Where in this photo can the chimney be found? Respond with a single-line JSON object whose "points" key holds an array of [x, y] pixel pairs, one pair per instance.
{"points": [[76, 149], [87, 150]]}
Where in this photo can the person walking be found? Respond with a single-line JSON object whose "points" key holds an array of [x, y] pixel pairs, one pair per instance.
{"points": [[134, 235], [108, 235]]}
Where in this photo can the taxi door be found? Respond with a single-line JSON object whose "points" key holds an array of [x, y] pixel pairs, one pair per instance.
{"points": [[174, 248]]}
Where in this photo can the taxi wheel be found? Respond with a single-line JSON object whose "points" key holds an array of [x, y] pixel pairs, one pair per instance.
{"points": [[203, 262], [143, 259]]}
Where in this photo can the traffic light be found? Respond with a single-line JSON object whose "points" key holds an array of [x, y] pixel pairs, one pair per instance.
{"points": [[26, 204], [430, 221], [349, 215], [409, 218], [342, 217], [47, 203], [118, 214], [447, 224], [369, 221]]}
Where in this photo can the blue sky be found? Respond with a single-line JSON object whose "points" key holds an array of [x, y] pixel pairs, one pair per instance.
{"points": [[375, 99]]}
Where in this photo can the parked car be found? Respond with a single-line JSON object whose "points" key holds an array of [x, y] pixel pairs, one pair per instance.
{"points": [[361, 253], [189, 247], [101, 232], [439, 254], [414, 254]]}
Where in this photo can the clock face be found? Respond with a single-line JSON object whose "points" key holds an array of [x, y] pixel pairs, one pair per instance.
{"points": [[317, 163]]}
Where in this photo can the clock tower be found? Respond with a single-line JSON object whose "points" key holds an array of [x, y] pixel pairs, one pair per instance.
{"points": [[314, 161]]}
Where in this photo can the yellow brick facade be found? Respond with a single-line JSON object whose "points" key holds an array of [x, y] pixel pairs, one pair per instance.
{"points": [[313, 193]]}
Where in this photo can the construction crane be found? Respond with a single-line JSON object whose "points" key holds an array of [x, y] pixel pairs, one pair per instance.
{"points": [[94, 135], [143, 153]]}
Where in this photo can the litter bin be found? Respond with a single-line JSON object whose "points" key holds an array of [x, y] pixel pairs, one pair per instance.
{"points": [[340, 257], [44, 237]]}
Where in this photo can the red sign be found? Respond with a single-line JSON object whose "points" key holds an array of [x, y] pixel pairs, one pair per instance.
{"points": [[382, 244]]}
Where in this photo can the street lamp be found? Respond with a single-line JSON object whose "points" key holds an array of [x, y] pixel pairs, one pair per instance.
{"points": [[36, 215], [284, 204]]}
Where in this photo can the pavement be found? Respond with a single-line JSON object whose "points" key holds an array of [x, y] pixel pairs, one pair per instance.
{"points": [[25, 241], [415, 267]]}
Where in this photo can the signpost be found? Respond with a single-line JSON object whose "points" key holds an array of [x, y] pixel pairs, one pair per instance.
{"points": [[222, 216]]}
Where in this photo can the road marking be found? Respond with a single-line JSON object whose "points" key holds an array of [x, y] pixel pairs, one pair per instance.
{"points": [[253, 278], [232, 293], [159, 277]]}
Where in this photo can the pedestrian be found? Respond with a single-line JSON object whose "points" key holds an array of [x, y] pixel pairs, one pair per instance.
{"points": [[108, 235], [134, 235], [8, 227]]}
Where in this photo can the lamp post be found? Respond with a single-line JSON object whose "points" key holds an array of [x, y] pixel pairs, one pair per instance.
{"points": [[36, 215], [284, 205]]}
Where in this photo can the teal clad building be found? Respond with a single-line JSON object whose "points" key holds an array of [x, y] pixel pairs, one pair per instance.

■ GIVEN PROBLEM:
Print the records once more, exactly as they were given.

■ CORRECT RESPONSE:
Where in this photo can the chimney be found? Respond with a single-line JSON object whose "points" key holds an array of [x, y] pixel pairs, one pair per instance.
{"points": [[76, 149], [87, 150]]}
Where in this photo can the person walking be found? Respond with a single-line JSON object whose "points" key holds an array of [x, y] pixel pairs, one pair per instance.
{"points": [[134, 235], [108, 235]]}
Where in this photo can the taxi door be found? Respond with a single-line JSON object whose "points" key holds an array of [x, y] pixel pairs, one pair per instance.
{"points": [[174, 248]]}
Where in this photo can the taxi wheel be found? Respond with a single-line JSON object whose "points" key holds an array of [x, y] pixel pairs, one pair per instance.
{"points": [[203, 262], [143, 259]]}
Where in this photo can the traffic light be found? Respond with a single-line JSON object whose "points" key holds an array of [x, y] pixel pairs, one pair per instance.
{"points": [[26, 204], [430, 221], [349, 215], [409, 218], [342, 217], [47, 203], [118, 214], [447, 224], [369, 221]]}
Where in this photo can the blue sky be found? Respond with a single-line JSON object whose "points" key holds an array of [x, y] pixel pairs, one pair per instance.
{"points": [[375, 99]]}
Where in this photo can the parked car be found? Respond with a single-line JSON object whose "points" key holds an array of [x, y] pixel pairs, one pair per instance.
{"points": [[361, 253], [189, 247], [101, 232], [439, 254], [414, 254]]}
Where in this photo can the clock face be found? Respond with a single-line JSON object whose "points" key holds an array of [x, y] pixel pairs, one pair per instance.
{"points": [[317, 163]]}
Where in this photo can the clock tower be found? Respond with a single-line JSON object whose "points" key holds an array of [x, y] pixel pairs, one pair per instance.
{"points": [[314, 161]]}
Where in this photo can the yellow brick facade be found? Respond with a single-line JSON object whose "points" key holds an array of [x, y] pixel pairs, one pair per instance.
{"points": [[313, 193]]}
Where in this photo can the construction crane be found? Respond with a single-line JSON object whose "points" key holds an array of [x, y] pixel pairs, one pair per instance.
{"points": [[94, 135], [143, 153]]}
Where in this photo can the litter bin be found? Respond with a single-line JSON object whose "points" key holds an array of [x, y] pixel pairs, one pair per instance.
{"points": [[340, 257], [44, 237]]}
Where in this photo can the red sign be found? Respond with a single-line JSON object whose "points" key holds an array of [x, y] pixel pairs, one pair per instance.
{"points": [[382, 244]]}
Where in this photo can the street lamp be found? Respond with a single-line JSON object whose "points" key holds an array of [x, y] pixel pairs, one pair per instance.
{"points": [[36, 215], [284, 204]]}
Where in this photo can the pavement be found? Respond with a single-line JSON object whose "points" key holds an array of [x, y] pixel pairs, one pair per instance.
{"points": [[25, 241], [415, 267]]}
Where in this photo can the signpost be found? Respond with a single-line JSON object whose "points" key holds an array of [x, y] pixel pairs, one pair per instance.
{"points": [[222, 216]]}
Where in this photo can the road marking be found? Respond with a single-line JSON object whose "points" key holds an array of [x, y] pixel pairs, one pair per instance.
{"points": [[253, 278], [232, 293], [159, 277]]}
Where in this photo can the pedestrian be found? Respond with a single-line JSON object whose "points" key holds an array of [x, y] pixel pairs, one pair per instance.
{"points": [[108, 235], [134, 235], [8, 227]]}
Where in this photo can the lamp post be found? Respond with a single-line JSON object whose "points" key holds an array of [x, y] pixel pairs, one pair per instance.
{"points": [[36, 215], [284, 205]]}
Where in this photo can the teal clad building be found? Respond with a single-line JSON object whose "points" key holds an array of [x, y] pixel pairs, one pair per instance.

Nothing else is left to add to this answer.